EXERCICE A - Indiquez uniquement le nombre de lignes des rangées qui contiennent la chaîne « wall ».

EXTRAIT DE PAGE -
·····
Du parcellaire à l’agriculture paysanne, en passant par la propriété de la terre et les structures des exploitations… La ferme des 1 000 vaches n’est que la partie émergée de l’iceberg des changements qui bouleversent nos campagnes.
*MARIUS MUZAS est apprentis technicien agricole ainsi qu'étudiant en BTS agriculture.
Depuis le 1er janvier 2021, la ferme des 1 000 vaches ne produit plus de lait ; le groupement agricole d’exploitation en commun (GAEC) de la Somme y a été contraint. En cause, l’entreprise belge qui devait collecter son lait a choisi de recentrer ses activités sur son territoire national. C’est la fin d’une expérimentation inédite en France qui n’a pas manqué d’agiter le débat public. Symbole de l’industrialisation de l’agriculture, ce projet lancé par un patron du BTP n’est sans doute que le premier symptôme d’un processus enclenché après la Seconde Guerre mondiale : la fin du modèle agricole tel qu’on le connaissait, celui de la petite agriculture familiale. De quoi parle-t-on aujourd’hui lorsqu’on cherche à s’intéresser à notre production alimentaire ? Qu’en est-il de l’artificialisation, du foncier et de l’exploitation agricole ?
·····
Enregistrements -
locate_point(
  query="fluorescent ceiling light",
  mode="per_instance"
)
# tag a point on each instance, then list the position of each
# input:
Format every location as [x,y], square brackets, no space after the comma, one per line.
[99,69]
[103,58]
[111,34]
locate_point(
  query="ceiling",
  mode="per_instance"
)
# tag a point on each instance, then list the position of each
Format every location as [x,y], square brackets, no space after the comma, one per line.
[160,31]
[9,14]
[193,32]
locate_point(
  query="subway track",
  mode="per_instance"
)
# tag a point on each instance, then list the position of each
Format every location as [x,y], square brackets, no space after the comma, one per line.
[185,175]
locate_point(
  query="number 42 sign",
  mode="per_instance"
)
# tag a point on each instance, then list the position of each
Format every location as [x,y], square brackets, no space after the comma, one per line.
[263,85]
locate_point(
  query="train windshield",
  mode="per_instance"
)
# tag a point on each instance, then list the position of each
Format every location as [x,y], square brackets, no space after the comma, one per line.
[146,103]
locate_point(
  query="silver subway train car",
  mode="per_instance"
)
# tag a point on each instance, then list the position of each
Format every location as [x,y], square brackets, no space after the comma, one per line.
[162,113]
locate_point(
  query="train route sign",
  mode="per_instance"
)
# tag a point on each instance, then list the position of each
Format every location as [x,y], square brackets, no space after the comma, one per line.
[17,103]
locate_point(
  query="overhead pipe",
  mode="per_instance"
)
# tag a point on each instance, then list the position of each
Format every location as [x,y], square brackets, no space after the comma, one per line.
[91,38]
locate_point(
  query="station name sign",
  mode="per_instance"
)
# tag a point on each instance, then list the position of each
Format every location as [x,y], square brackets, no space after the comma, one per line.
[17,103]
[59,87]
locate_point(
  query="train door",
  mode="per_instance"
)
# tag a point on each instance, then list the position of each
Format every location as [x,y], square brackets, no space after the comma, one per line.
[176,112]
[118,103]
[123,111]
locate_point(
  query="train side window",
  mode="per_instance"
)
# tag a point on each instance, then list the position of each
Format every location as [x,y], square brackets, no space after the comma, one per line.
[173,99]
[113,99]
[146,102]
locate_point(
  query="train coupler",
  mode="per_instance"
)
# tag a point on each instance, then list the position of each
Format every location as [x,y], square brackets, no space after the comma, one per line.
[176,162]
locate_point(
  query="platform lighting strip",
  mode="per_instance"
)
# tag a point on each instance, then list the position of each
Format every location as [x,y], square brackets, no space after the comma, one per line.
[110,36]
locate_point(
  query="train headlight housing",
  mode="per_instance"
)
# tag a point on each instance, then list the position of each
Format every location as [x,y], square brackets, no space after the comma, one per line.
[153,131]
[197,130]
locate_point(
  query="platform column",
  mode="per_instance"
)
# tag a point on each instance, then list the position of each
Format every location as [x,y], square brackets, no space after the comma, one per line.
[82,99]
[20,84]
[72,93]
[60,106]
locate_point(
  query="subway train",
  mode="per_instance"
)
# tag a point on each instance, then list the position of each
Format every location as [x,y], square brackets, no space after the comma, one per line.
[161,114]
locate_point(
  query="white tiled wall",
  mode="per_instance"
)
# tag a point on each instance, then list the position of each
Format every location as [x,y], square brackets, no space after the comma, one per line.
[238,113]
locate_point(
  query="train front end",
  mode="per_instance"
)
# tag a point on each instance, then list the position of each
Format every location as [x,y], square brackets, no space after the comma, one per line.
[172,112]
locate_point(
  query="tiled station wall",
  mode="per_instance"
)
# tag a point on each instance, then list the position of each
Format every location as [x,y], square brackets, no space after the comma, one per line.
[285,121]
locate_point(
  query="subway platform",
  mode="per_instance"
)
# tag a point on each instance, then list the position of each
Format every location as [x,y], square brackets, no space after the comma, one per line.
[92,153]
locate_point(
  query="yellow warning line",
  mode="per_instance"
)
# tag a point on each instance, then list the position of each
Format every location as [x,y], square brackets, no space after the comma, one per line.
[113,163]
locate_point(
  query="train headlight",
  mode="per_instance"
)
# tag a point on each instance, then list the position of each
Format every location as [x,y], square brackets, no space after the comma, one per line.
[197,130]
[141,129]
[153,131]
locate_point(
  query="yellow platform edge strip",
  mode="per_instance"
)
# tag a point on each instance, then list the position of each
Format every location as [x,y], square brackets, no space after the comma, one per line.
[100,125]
·····
EXERCICE B - Réécrivez le passage de l'extrait sur la ferme des 1 000 vaches compris entre « Depuis le 1er » et « l’exploitation agricole ? », bornes incluses, en changeant « lait » en « beurre ».

RÉSULTAT ATTENDU A - 2

RÉSULTAT ATTENDU B -
Depuis le 1er janvier 2021, la ferme des 1 000 vaches ne produit plus de beurre ; le groupement agricole d’exploitation en commun (GAEC) de la Somme y a été contraint. En cause, l’entreprise belge qui devait collecter son beurre a choisi de recentrer ses activités sur son territoire national. C’est la fin d’une expérimentation inédite en France qui n’a pas manqué d’agiter le débat public. Symbole de l’industrialisation de l’agriculture, ce projet lancé par un patron du BTP n’est sans doute que le premier symptôme d’un processus enclenché après la Seconde Guerre mondiale : la fin du modèle agricole tel qu’on le connaissait, celui de la petite agriculture familiale. De quoi parle-t-on aujourd’hui lorsqu’on cherche à s’intéresser à notre production alimentaire ? Qu’en est-il de l’artificialisation, du foncier et de l’exploitation agricole ?